**The records**
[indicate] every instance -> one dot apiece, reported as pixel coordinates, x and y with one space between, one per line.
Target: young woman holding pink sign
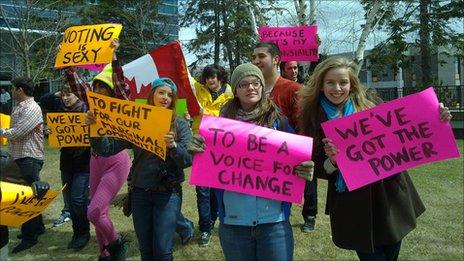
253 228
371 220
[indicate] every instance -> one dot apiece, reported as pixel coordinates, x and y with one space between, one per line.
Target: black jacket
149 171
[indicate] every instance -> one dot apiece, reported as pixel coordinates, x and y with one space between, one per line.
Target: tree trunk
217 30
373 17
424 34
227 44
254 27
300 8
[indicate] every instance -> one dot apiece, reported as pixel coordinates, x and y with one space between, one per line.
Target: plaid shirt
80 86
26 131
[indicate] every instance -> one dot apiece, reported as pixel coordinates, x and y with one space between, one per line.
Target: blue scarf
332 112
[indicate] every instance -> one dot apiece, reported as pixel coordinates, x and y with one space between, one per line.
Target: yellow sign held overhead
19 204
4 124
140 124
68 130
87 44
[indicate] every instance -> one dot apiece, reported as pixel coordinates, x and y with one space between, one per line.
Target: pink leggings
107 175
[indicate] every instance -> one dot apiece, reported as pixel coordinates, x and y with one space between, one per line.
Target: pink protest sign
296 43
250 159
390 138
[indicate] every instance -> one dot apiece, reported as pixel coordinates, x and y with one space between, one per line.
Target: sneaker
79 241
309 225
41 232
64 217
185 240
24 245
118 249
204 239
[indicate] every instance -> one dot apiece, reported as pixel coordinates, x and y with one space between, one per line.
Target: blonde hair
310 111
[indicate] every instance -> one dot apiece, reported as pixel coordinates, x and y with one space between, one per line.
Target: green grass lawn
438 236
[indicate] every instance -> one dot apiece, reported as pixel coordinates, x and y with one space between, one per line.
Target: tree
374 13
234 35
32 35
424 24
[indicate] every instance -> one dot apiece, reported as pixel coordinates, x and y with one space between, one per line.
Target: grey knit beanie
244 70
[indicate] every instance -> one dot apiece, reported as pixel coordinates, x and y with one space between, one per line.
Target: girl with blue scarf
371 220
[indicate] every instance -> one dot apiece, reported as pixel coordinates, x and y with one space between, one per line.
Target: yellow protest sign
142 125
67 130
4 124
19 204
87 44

**Short task**
Transcribe every record above exactly as written, leaving out any pictures.

**Solution for this problem**
[indicate] every instance -> one dot apiece, reported as pixel coordinates, x and y with one space between, one per line.
Target: young woman holding pink sign
253 228
371 220
[indicate] every instance -> one dot apiece, reported as pixel coordinates, x and y with one space between, one per line.
Target: black jacket
149 171
[indicate] every instance -> one dot apiece, reported as pixel coordinates, x and y with one space between, one per line.
Target: tree trunk
217 30
373 17
424 34
227 44
254 27
300 8
[indicate] every instance -> one dot apiece, reported as pixel coordinates, x and y with one space between, one per line.
Target: plaid shirt
80 86
26 131
[indicate] every instance -> one dot apiece, reported as pixel coordinates, x and y with one space between, one per line.
Target: blue scarf
332 112
[indicate] every instance -> one dot apiece, reported as pixel coordinates, x and y with one space between, one per line.
Target: yellow sign held overhead
19 204
4 124
140 124
68 130
87 44
[indicate] every instance -> one dot apiece, reported as pixel coordinates, x and y with one space between, one per line.
Target: pink leggings
107 175
[indicate] every instance -> one dot apiece, reported as pixel coordinates, x and y with one space between, one per line.
Target: pink protest sign
296 43
250 159
390 138
[indicate] every instance -> one dot apiece, reported as pixel coordinates, x and y with one space between, one per line.
Target: sneaker
79 241
309 225
41 232
64 217
185 240
24 245
118 249
204 239
[indicate] every instance -> one dot apiece, reported as pixel coordinates, x and y with one space between, one per line.
Target: blonde hair
310 111
[indicate] every instance -> one dot apiece, reported as pixel coordinates, x and y with one space between, one per line.
Target: green grass lawn
438 236
[indicate] every instance -> one dot apiece, reported as pixel coordinates, x and y with one space between, one per line.
Target: tree
374 13
234 35
32 35
424 24
[indicate] every instance -> one dot apiece, reported as pixel coordinates, x and y with one space between, one per line.
Target: grey knit beanie
244 70
[indicate] every instance -> one dot apiece, reported as pixel coordinates, x and y with one space between, one per line.
Target: girl with blue scarf
371 220
[indicate] every instance -> one dot apiece, reported as pixel coordinates, x and y with one space between, one per line.
Target: yellow protest sign
142 125
67 130
4 124
19 204
87 44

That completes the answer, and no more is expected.